Task prompt - Print each record exactly, with no word added or removed.

[Natural language region descriptions]

────────────────────

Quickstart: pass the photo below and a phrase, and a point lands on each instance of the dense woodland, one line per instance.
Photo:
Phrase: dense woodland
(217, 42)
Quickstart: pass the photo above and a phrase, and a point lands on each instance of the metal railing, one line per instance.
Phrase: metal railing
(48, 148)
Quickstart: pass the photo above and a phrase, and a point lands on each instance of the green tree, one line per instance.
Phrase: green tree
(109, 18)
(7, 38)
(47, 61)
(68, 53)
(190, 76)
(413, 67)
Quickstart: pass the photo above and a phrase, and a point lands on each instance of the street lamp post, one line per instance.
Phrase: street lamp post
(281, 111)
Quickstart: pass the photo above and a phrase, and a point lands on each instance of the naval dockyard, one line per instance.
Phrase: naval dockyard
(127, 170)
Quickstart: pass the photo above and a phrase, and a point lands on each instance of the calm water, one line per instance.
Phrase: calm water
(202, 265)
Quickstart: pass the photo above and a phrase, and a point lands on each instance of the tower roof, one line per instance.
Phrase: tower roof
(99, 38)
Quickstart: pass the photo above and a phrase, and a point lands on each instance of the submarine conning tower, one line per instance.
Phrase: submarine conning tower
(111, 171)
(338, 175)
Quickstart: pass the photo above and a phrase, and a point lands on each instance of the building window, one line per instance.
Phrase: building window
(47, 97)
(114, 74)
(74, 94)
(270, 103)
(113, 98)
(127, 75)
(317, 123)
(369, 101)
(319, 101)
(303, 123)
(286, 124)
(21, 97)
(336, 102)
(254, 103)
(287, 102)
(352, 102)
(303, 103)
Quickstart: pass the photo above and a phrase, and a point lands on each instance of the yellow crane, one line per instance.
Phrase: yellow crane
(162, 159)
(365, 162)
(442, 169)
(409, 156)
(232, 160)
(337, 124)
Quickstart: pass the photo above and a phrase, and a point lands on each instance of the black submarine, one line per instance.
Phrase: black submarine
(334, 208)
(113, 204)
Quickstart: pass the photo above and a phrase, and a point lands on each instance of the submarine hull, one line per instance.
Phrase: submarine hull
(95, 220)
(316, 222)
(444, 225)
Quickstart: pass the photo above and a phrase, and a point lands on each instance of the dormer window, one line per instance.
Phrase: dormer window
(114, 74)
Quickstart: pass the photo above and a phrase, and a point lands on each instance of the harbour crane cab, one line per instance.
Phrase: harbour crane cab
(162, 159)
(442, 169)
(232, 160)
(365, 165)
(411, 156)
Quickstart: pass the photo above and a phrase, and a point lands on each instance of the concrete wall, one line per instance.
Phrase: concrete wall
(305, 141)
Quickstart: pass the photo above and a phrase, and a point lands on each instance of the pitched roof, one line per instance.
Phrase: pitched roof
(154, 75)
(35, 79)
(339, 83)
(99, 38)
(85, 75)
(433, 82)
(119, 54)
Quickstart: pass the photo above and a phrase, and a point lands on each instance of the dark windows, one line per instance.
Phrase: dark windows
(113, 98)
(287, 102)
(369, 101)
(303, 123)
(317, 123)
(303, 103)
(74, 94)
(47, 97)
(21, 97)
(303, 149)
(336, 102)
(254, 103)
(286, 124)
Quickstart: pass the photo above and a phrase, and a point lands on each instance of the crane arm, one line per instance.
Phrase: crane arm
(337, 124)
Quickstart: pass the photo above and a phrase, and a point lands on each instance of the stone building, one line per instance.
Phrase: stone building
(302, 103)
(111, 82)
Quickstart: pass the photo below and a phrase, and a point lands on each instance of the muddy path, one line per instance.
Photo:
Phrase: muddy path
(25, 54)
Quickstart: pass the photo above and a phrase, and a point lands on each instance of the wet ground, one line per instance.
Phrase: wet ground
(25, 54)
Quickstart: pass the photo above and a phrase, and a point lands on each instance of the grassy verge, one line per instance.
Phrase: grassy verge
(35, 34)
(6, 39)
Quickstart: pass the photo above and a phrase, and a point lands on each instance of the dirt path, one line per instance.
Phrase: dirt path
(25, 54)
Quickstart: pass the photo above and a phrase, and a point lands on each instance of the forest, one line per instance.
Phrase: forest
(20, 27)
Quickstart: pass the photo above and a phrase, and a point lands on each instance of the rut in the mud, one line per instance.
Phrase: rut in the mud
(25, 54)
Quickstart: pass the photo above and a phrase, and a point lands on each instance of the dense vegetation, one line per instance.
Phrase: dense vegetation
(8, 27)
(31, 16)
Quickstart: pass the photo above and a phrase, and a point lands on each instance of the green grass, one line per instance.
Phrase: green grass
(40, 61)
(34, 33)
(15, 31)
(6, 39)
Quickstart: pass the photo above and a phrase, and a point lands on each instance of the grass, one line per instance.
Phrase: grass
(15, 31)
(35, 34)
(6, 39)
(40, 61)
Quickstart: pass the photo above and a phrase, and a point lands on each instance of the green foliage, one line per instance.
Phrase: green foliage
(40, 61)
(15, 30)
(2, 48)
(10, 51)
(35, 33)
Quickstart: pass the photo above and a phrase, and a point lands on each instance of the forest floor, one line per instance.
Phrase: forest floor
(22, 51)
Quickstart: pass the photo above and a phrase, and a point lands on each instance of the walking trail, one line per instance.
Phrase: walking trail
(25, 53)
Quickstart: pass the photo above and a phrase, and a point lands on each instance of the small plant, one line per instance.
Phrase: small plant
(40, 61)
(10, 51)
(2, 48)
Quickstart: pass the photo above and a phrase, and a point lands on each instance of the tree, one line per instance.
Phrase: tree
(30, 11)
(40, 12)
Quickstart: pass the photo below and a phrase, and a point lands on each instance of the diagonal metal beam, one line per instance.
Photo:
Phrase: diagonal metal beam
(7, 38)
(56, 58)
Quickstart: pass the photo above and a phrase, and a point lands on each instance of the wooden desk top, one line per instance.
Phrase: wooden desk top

────────────────────

Exercise solution -
Quickstart: pass the photo below and a phrase, and a point lands on each instance of the dense woodland, one line per instance.
Photo:
Phrase: dense woodland
(217, 42)
Quickstart: pass the photo above and a phrase, and a point lands on each instance of the metal railing, one line per instance.
Phrase: metal railing
(48, 148)
Quickstart: pass the photo above and a phrase, and a point lands on each instance of the green tree, one line per instance.
Phrase: green tree
(109, 18)
(7, 38)
(47, 61)
(68, 53)
(190, 76)
(413, 67)
Quickstart: pass the photo above and a phrase, and a point lands on each instance of the street lamp post, one line per instance.
Phrase: street lamp post
(281, 111)
Quickstart: pass the photo above and a phrase, and a point lands on each instance of the naval dockyard, one line per instance.
Phrase: naval dockyard
(127, 170)
Quickstart: pass the photo above and a phrase, and a point lands on each instance of the calm water, one line per instance.
Phrase: calm water
(202, 265)
Quickstart: pass the photo above and a phrase, and a point lands on each instance of the tower roof, one line per instance.
Phrase: tower roof
(99, 38)
Quickstart: pass the photo above and a phrase, and a point lands on each instance of the submarine conning tower, one line per instance.
Phrase: submarine conning tower
(111, 171)
(338, 175)
Quickstart: pass the photo above and a phrase, and a point lands on each instance of the building window, one line per instance.
Phrase: building window
(47, 97)
(114, 74)
(74, 94)
(270, 103)
(113, 98)
(127, 75)
(317, 123)
(369, 101)
(319, 101)
(303, 123)
(286, 124)
(21, 97)
(336, 102)
(254, 103)
(287, 102)
(352, 102)
(303, 103)
Quickstart: pass the photo above and a phrase, and a point lands on each instance of the yellow crane, one line per instance.
Phrase: yellow crane
(162, 159)
(365, 162)
(442, 169)
(409, 156)
(232, 160)
(337, 124)
Quickstart: pass the photo above and a phrase, and a point lands on each instance of the black submarine, one line per instance.
Phrase: black submarine
(334, 208)
(113, 204)
Quickstart: pass the photo above and a phrase, and a point lands on each instance of the submarine hull, one line per instance.
Phrase: submarine hull
(95, 220)
(316, 222)
(444, 225)
Quickstart: pass the photo above and a phrase, and a point lands on each instance of the dormer window, one line per instance.
Phrase: dormer window
(114, 74)
Quickstart: pass the photo above and a phrase, and a point lands on each instance of the harbour crane cab, one line per instance.
Phrase: harbour crane cab
(162, 159)
(442, 169)
(232, 160)
(365, 165)
(411, 156)
Quickstart: pass the photo above and a phrase, and a point lands on each instance of the concrete wall, one line per instance.
Phrase: concrete wall
(305, 141)
Quickstart: pass the photo above and a phrase, and a point lands on each instance of the pitched roof, one line per instance.
Phrase: pitched roof
(154, 75)
(35, 79)
(339, 83)
(99, 38)
(85, 75)
(433, 82)
(119, 54)
Quickstart: pass the photo above and a phrase, and a point lands on each instance of the dark windows, one line per instance.
Phrase: dark windows
(113, 98)
(287, 102)
(369, 101)
(303, 123)
(317, 123)
(303, 103)
(74, 94)
(47, 97)
(21, 97)
(303, 149)
(336, 102)
(254, 103)
(286, 124)
Quickstart: pass the photo above and a phrase, and a point lands on each instance of the crane arm, one line per instance.
Phrase: crane arm
(337, 124)
Quickstart: pass the photo above and a phrase, and a point lands on each instance of the stone building, one line per instance.
Phrase: stone building
(302, 103)
(111, 82)
Quickstart: pass the photo below and a phrase, and a point lands on each instance of the muddy path, one line per instance.
Photo:
Phrase: muddy path
(25, 54)
Quickstart: pass the photo above and a phrase, and a point lands on each instance of the wet ground, one line per instance.
Phrase: wet ground
(25, 54)
Quickstart: pass the photo above and a phrase, and a point lands on each instance of the grassy verge, one line per instance.
Phrase: grassy verge
(35, 34)
(6, 39)
Quickstart: pass the photo above and a phrase, and a point lands on each instance of the dirt path, one line per instance.
Phrase: dirt path
(25, 54)
Quickstart: pass the photo above and a phrase, and a point lands on each instance of the forest, one line per instance.
Phrase: forest
(20, 27)
Quickstart: pass the photo above and a phrase, and a point lands on each instance of the rut in the mud, one line per instance.
Phrase: rut in the mud
(25, 54)
Quickstart: pass the photo above and a phrase, and a point lands on each instance of the dense vegetation, one line per instance.
Phrase: dense vegetation
(8, 27)
(31, 16)
Quickstart: pass the photo above and a phrase, and a point lands on each instance of the green grass, one line per instance.
Phrase: green grass
(40, 61)
(34, 33)
(15, 31)
(6, 39)
Quickstart: pass the photo above and a phrase, and a point lands on each instance of the grass, one line per instance.
Phrase: grass
(15, 31)
(35, 34)
(6, 39)
(40, 61)
Quickstart: pass the photo above and a phrase, and a point lands on each instance of the green foliage, one line per instance.
Phrase: green foliage
(40, 61)
(15, 30)
(2, 48)
(10, 51)
(35, 33)
Quickstart: pass the photo above and a phrase, and a point lands on each instance of the forest floor, one line per instance.
Phrase: forest floor
(22, 51)
Quickstart: pass the photo above and a phrase, and a point lands on each instance of the walking trail, one line per instance.
Phrase: walking trail
(25, 53)
Quickstart: pass the photo above and a phrase, and a point lands on each instance of the small plant, one line per instance.
Phrase: small plant
(40, 61)
(10, 51)
(2, 48)
Quickstart: pass the photo above and a phrase, and a point lands on each instance of the tree, one line per instance.
Phrase: tree
(30, 11)
(40, 12)
Quickstart: pass the photo below and a phrase, and a point lands on each instance of the diagonal metal beam, one line per instance.
Photo:
Phrase: diagonal metal beam
(7, 38)
(56, 58)
Quickstart: pass the photo above and a phrase, and a point lands on each instance of the wooden desk top, one line per instance.
Phrase: wooden desk top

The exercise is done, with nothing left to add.